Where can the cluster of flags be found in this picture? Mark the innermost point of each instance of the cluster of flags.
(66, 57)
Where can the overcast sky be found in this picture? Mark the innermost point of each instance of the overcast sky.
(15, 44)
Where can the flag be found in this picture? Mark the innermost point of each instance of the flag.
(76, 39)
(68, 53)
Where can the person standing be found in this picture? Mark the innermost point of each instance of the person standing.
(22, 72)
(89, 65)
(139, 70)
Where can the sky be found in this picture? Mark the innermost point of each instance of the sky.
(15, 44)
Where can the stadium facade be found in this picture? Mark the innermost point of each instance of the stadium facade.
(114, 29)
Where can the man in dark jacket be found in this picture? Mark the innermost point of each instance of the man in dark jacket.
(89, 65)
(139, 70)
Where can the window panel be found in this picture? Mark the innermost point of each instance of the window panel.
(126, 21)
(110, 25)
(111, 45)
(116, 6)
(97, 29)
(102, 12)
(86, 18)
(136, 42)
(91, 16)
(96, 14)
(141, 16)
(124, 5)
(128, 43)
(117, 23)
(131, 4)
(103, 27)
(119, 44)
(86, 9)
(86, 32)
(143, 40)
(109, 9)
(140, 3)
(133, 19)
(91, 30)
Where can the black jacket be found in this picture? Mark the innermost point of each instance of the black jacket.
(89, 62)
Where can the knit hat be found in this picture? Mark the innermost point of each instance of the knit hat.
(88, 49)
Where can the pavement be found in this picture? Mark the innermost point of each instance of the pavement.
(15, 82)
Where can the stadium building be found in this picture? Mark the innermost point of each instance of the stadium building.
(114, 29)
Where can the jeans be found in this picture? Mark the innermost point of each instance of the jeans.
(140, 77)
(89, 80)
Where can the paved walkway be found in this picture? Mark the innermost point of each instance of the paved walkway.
────────────────
■ WORK INSTRUCTION: Produce an exact copy of the whole listing.

■ RESULT OF THIS TASK:
Where can the cluster of flags be found in this picture? Mark the innermost point of each instance of the cluster of flags.
(66, 57)
Where can the overcast sky be found in this picture? Mark the innermost point of each instance of the overcast sky.
(15, 44)
Where can the flag be found in this picture? Mark the innermost point of each instance of the flag.
(76, 39)
(68, 53)
Where can the person standing be found in this picture? Mark the innermost point of each instance of the person standing.
(22, 72)
(89, 65)
(139, 70)
Where can the sky be found in this picture? Mark the innermost point of each instance of the sky.
(15, 44)
Where can the stadium facade be found in this picture? Mark the innermost point of each instance of the stadium facade.
(114, 29)
Where can the man in dark jacket be found in this picture? Mark the innermost point of each instance of the man in dark jacket.
(89, 65)
(139, 70)
Where can the window panel be found in this picture? Mark the innermost point of each instance of the window panel.
(126, 21)
(110, 25)
(111, 45)
(116, 6)
(97, 29)
(102, 12)
(86, 18)
(136, 42)
(91, 16)
(96, 14)
(141, 16)
(124, 5)
(128, 43)
(117, 23)
(131, 4)
(103, 27)
(119, 44)
(86, 9)
(86, 32)
(143, 40)
(109, 9)
(140, 3)
(133, 19)
(91, 30)
Where can the black jacket be found in this picture? Mark the innermost point of each instance of the black jacket.
(89, 62)
Where can the knit hat be found in this picture? Mark the innermost point of each instance of the knit hat.
(88, 49)
Where can the pavement be found in this picture? Mark the innermost point of each instance of the pavement.
(15, 82)
Where can the stadium building be found in this picture? Mark the innermost point of each instance of the stadium building.
(114, 29)
Where can the jeans be found in this picture? Mark the innermost point of each instance of the jeans.
(140, 77)
(89, 80)
Where can the paved walkway be found in this picture? Mark the innermost point of each instance of the paved walkway.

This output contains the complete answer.